* Written problem *
Look in the data below for the line that contains "Mark every instance of the man in". Copy that line and the remaining lines exactly.

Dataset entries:

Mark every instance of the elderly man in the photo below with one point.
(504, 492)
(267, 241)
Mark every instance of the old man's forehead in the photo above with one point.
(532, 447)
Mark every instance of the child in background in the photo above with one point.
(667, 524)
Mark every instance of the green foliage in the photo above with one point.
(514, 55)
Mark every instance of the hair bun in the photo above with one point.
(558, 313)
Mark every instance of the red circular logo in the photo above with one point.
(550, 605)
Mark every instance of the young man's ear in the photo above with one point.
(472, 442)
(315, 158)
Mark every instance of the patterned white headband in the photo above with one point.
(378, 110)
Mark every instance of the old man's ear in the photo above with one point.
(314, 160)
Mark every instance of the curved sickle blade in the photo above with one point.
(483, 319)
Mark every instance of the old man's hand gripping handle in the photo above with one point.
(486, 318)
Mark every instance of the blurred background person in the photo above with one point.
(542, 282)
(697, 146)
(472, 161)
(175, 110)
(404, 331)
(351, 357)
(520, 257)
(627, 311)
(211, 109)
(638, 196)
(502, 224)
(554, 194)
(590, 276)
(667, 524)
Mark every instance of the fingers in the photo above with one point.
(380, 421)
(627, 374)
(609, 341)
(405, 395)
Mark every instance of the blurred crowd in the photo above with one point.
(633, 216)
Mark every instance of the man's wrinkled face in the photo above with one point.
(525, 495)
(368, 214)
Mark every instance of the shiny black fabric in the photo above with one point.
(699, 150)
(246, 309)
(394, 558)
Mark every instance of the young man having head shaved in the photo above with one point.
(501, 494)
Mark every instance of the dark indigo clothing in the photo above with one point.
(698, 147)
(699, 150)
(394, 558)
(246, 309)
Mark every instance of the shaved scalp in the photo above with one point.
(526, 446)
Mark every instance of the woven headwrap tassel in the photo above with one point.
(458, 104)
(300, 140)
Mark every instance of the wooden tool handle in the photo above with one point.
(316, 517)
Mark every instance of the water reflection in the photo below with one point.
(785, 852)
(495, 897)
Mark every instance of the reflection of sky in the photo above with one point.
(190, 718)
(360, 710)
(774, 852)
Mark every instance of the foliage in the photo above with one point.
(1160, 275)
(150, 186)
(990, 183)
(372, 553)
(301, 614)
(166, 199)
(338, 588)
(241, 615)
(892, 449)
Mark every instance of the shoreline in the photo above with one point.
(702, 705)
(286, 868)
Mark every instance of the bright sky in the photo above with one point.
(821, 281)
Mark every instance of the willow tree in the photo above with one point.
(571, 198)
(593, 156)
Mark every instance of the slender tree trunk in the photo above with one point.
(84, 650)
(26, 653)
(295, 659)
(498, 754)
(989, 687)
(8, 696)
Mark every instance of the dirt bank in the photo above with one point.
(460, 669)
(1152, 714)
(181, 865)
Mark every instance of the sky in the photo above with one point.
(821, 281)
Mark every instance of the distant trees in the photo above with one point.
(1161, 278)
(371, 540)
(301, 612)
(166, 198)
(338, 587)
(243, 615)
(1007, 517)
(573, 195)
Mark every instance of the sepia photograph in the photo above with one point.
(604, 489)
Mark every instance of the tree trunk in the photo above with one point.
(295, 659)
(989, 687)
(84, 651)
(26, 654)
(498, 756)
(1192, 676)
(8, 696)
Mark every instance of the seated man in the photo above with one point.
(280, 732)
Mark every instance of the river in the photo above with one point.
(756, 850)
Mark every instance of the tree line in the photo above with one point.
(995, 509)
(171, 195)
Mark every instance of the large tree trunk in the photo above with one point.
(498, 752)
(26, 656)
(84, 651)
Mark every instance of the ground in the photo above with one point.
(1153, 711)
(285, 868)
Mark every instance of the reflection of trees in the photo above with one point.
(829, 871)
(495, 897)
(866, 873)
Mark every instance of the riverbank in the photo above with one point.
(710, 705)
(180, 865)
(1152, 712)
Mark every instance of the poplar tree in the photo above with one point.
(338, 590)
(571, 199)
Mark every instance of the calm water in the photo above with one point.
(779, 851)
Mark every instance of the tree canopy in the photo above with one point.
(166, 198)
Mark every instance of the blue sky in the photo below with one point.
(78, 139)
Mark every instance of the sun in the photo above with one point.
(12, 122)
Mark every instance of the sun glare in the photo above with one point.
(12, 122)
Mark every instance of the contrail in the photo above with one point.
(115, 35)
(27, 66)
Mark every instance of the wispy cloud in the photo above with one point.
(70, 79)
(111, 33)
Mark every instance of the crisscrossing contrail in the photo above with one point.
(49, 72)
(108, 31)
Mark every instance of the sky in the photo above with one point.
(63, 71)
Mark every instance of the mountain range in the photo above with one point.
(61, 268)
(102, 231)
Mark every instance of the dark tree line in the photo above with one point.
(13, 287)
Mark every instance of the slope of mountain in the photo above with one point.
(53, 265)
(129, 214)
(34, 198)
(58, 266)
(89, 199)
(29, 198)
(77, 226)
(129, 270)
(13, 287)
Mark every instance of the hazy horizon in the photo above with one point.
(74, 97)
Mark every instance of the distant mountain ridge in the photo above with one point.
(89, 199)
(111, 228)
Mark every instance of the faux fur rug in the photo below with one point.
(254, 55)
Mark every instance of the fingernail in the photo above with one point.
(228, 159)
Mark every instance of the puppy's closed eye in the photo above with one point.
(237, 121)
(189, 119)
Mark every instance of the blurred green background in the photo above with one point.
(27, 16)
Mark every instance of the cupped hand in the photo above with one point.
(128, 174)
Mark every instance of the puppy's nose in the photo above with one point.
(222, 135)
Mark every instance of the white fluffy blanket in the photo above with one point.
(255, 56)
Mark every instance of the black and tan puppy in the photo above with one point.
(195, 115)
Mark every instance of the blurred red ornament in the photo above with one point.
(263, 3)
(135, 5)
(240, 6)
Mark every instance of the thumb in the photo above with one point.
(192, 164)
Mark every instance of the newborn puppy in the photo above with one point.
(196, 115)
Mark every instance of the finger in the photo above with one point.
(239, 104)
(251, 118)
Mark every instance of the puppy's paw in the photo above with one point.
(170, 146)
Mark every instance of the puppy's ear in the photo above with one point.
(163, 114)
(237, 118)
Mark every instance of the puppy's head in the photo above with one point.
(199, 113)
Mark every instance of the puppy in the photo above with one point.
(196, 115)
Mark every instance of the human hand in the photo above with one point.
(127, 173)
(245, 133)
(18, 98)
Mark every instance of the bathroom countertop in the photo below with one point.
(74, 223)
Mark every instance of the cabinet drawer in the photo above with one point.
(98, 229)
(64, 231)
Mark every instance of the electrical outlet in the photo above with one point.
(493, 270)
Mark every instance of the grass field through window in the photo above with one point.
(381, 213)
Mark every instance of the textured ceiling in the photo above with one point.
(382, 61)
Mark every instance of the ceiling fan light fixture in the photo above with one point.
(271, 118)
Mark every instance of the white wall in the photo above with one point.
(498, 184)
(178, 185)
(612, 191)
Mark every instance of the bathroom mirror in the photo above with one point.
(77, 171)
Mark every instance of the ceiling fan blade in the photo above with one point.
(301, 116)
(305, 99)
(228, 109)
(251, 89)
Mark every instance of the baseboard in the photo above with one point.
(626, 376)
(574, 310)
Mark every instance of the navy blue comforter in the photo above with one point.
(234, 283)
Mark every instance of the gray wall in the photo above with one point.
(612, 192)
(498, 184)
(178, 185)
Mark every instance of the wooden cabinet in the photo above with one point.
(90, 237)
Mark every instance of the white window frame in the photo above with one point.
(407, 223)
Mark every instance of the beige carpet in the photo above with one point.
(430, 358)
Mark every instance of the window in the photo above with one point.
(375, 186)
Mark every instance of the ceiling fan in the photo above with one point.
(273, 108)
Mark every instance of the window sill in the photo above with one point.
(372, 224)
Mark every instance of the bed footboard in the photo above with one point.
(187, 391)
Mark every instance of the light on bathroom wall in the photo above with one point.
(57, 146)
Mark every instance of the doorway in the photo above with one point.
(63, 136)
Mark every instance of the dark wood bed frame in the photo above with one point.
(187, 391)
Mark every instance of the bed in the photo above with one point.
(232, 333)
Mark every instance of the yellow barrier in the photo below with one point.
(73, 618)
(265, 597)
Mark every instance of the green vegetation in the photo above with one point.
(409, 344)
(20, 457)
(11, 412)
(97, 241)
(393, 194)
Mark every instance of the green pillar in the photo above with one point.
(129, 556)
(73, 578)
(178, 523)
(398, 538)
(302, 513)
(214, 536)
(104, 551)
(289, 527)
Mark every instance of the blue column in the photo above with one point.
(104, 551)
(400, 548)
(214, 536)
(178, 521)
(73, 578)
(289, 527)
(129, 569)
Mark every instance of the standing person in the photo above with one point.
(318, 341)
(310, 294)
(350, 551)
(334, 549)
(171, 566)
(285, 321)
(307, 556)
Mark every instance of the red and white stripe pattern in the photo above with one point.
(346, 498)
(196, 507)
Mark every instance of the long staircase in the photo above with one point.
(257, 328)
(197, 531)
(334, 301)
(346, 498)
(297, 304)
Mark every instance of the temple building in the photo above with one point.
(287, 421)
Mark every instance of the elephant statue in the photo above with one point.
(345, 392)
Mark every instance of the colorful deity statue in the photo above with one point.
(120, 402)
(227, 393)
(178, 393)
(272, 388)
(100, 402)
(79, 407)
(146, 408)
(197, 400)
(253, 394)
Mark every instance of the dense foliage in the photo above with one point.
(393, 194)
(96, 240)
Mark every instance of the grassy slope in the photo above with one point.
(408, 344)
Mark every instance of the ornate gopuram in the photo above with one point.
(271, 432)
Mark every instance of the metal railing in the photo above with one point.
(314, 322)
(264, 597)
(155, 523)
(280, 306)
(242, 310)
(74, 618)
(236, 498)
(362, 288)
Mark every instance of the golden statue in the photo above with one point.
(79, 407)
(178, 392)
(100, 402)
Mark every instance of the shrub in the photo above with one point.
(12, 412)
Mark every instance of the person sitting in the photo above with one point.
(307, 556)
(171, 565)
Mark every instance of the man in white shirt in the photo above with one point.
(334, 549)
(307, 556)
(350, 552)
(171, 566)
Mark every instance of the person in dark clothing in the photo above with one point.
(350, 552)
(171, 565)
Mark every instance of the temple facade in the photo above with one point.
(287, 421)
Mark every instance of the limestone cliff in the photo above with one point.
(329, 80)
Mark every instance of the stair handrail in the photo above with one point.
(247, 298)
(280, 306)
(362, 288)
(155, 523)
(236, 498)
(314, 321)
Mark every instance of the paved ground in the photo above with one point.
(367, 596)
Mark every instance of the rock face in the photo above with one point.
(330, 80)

* Written answer *
Mark every instance of the man in white shirt in the photo above with one point.
(334, 549)
(307, 556)
(350, 552)
(171, 566)
Mark every instance of the person in dark clothing in the photo above with one point.
(350, 552)
(171, 565)
Mark every instance of the temple facade in the photo above with one point.
(287, 421)
Mark every instance of the limestone cliff in the photo above with one point.
(329, 80)
Mark every instance of the stair handrail in the photo above with one point.
(247, 298)
(280, 306)
(362, 288)
(155, 523)
(236, 498)
(314, 321)
Mark every instance of the paved ground in the photo above with one point.
(367, 596)
Mark every instance of the rock face in the photo above with one point.
(330, 80)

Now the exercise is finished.